* _Tekst źródłowy_:
________________________________________

31. Sierpnia
Święty Rajmund Nonnatus, kardynał
(1204 - 1240.)
Rajmund pochodził z
szlacheckiej rodziny w Portello w Hiszpanii. Przyszedł na świat dopiero
pomocą lekarską po śmierci matki, która tuż przed urodzeniem dziecięcia
przeniosła się do wieczności; stąd otrzymał przydomek Nonnatus t. j.
nierodzonego. Już jako mały chłopiec okazywał ochotę do modlitwy oraz serce
litościwe dla ubogich. Gdy dorósł, odczuwał brak matki; z dzięcęcem tedy
zaufaniem obrał sobie Królowę niebios za opiekunkę; przez całe życie nie
inaczej Ją nazywał jak swoją drogą matką. Uczył się na wszechnicy w
Barcelonie znakomicie; gdy zdradził chęć słuchania nauk teologicznych i
poświęcenia się stanowi duchownemu, ojciec kazał mu przerwać dalsze nauki i
posłał go na jedną ze swoich wsi w góry, by w samotności zapomniał o swym
zamiarze; chciał bowiem syna nakłonić do służby wojskowej. Rajmund usłuchał
woli ojca na razie. Ciche, spokojne życie wiejskie i górskie spotęgowało
jeszcze jego zamiłowanie do samotności. Pasał sam trzodę swoją; a w zaciszu i
osamotnieniu oddawał się całkiem modlitwie i rozważaniu. U podnóża góry,
dokąd zwykł był pędzić swą trzodę, stała kaplica Matki Boskiej z ślicznym
obrazem Maryi w ołtarzu. Do dobrej, słodkiej Panny Maryi zawsze dziwny czuł
pociąg, to też tam całe spędzał godziny, zdobiąc kwiatami obraz najdroższej
Matki, a potem przed nim klęcząc w serdecznej modlitwie. Patrzeli na to inni
pasterze; pobożność Rajmunda bodła ich i drażniła, stąd oskarżyli go u ojca,
że trzody zaniedbuje, a cały dzień tylko się modli. Przybył ojciec, by rzecz
zbadać; znalazł przy trzodzie młodego pastuszka, a syna modlącego się w
kaplicy. Pyta go tedy o nieznanego pasterza; Rajmund nie wiedział, że Bóg
anioła z pomocą mu zesłał; padł na kolana i serdecznie ojca przeprosił za
rzekome winy.

________________________________________

* _Rekordy_:

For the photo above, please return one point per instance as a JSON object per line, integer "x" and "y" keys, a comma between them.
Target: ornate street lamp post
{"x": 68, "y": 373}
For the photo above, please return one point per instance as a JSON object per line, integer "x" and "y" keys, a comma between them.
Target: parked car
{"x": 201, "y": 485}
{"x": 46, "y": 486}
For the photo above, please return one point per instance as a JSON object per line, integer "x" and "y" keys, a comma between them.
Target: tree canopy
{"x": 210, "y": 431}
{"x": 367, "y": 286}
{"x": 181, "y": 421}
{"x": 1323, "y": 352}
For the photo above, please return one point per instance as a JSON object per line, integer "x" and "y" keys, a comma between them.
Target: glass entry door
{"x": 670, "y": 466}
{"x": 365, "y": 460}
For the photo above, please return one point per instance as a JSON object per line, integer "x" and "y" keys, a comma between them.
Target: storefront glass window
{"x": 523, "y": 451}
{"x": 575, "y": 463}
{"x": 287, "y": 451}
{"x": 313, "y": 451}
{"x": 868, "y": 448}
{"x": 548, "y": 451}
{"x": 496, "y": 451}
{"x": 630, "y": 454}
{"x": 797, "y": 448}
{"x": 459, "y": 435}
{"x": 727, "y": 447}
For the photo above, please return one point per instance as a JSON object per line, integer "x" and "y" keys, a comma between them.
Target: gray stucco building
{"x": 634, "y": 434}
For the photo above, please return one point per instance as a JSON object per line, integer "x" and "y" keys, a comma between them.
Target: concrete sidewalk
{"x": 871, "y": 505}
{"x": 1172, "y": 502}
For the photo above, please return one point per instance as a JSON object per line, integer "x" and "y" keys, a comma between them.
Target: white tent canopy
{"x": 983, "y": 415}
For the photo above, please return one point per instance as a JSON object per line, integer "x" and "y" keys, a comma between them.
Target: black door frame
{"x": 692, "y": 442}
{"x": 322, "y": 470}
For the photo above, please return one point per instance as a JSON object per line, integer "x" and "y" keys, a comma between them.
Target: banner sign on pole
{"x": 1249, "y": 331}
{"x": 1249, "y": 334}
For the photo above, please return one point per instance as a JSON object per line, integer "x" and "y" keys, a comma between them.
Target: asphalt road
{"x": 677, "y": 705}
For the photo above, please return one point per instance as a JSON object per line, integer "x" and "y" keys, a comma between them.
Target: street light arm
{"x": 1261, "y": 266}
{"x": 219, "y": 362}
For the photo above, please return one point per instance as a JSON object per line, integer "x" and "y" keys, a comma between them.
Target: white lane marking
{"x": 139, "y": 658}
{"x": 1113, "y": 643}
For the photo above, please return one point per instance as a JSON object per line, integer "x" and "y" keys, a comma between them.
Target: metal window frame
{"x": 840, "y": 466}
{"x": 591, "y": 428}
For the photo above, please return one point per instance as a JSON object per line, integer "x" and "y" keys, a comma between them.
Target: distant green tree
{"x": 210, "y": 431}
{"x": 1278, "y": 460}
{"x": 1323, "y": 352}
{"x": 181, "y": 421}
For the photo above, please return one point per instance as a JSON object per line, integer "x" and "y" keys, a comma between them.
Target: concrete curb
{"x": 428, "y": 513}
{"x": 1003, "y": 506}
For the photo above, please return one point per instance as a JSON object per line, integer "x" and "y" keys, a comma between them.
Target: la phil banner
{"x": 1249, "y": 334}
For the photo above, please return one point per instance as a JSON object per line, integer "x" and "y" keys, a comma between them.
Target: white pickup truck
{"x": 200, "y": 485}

________________________________________

* _Polecenia_:
a) Oceń, czy poniższe stwierdzenia zgadzają się z tekstem o świętym Rajmundzie Nonnatusie: (i) Rajmund uczył się na uczelni w Barcelonie; (ii) ojciec chciał, by Rajmund został duchownym; (iii) kaplica Matki Boskiej stała na szczycie góry. Przy każdym odpowiedz „tak” lub „nie” i przytocz rozstrzygające słowa tekstu.
b) Poprowadź dalej tekst o świętym Rajmundzie Nonnatusie, zaczynając od miejsca, w którym się urywa.

* _Odpowiedzi_:
a)
(i) Tak: „Uczył się na wszechnicy w Barcelonie znakomicie”.
(ii) Nie: „chciał bowiem syna nakłonić do służby wojskowej”.
(iii) Nie: „U podnóża góry, dokąd zwykł był pędzić swą trzodę, stała kaplica Matki Boskiej”.

b)
Z dziecięcego przywiązania do Najśw. Panny ślubował dozgonną czystość, a
gdy mu się razu pewnego Matka Boska objawiła, wzywając go, by wstąpił do
zakonu dla odkupienia niewolników, założonego świeżo przez św. Piotra
Nolaska, Rajmund uprosił sobie wkońcu u ojca pozwolenie do przyjęcia sukni
zakonnej; pojechał do Barcelony i z rąk samegoż założyciela otrzymał biały
habit z niebiesko-czerwonym krzyżem. Przyjąwszy święcenia kapłańskie, głosił
przez kilka lat słowo Boże i tak postąpił w doskonałości zakonnej, że
przełożeni powierzyli mu już jako mężowi wypróbowanemu nader trudny urząd
wykupywania niewolników z rąk pogańskich. Na czele kilku braci posłali go do
Algieru w Afryce. Znalazł tu Rajmund bardzo wielu chrześcijan, pojmanych
przez Saracenów do niewoli, wykupił 150 jeńców i do ojczyzny ich przywiózł.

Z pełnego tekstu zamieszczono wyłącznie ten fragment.